PAGE EXTRACT |

★ ★ ★

There is the judge's miniature dais, the lawyers' tables in front of it, the low bar with the hinged gate, the dark pink carpet. Respondents and their counsel cramped on benches either side of the gallery aisle, awaiting their turn. No one's allowed to use their phones. All we can do is watch and listen. Beside me on the bench, Sandra Moya whispers something in the ear of her 14-year-old son Felipe. "Ask Mr. Peter," she says. Then Felipe whispers in mine, "How much longer will it be? My mom can't be late to work."
Alison Stewart: That's Adam Haslett reading from Mothers and Sons. It's our March Get Lit with All Of It book club selection. What has led Peter to being a workaholic?
Adam Haslett: Well, I think a couple of things. Loneliness is one of them. I think loneliness is one of the themes of the book. I think in our culture, in the capitalist culture, loneliness is often dealt with by people hiding in work. It's rewarded. It's a thing you're supposed to do, in New York City, competitive business, everybody's always busy. That loneliness, I think, leads him to just spend all of his hours working.

★ ★ ★

(Data drawn from a collection)
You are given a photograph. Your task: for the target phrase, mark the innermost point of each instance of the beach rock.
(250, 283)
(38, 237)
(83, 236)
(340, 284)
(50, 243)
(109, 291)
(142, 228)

★ ★ ★

TASKS TO COMPLETE |
1. Answer these questions about the Mothers and Sons interview:
(a) How old is Felipe?
(b) For which book club is Mothers and Sons the March selection?
(c) What does Adam Haslett name as one of the book's themes?
2. Retype the part of the Mothers and Sons interview starting at "Alison Stewart: That's" and ending at "being a workaholic?".
3. Continue the Mothers and Sons interview from where it stops.

ANSWER SECTION |
1.
(a) 14
(b) Get Lit with All Of It
(c) Loneliness

2.
Alison Stewart: That's Adam Haslett reading from Mothers and Sons. It's our March Get Lit with All Of It book club selection. What has led Peter to being a workaholic?

3.
The other thing that's driving it, and you alluded to it a moment ago, is that there are things in his life he doesn't want to look at. There are parts of his past that he doesn't want to look at. His client that he gets, the Albanian young man who's making an asylum claim, brings those memories up.
Alison Stewart: His mother, Ann, lives in Vermont. What's important to know about Ann?
Adam Haslett: She was an Episcopal priest, and when her husband died, she ended up being with a woman, leaving the church, and wanted to found a place where women could-- It's still a spiritual retreat. It's just not a church. It's a place where women who are trying to find direction in their lives, have a spiritual life of some kind, but are up against difficulties of various kinds, go retreat into the rural area, and speak to one another in a safe space, essentially.
She's still listening, she's still being a pastor in a sense, but it's a feminist retreat center, essentially.
Alison Stewart: One review I read said that Ann and Peter were both deeply flawed people. Would you agree?
Adam Haslett: Yes. They're both people who are thinking through how to help other people, but they're also hiding from something. The way they hide is, in fact, by helping others. A lot of the book is about that question of how do you help others, but let the stories you hear move through you, in some way.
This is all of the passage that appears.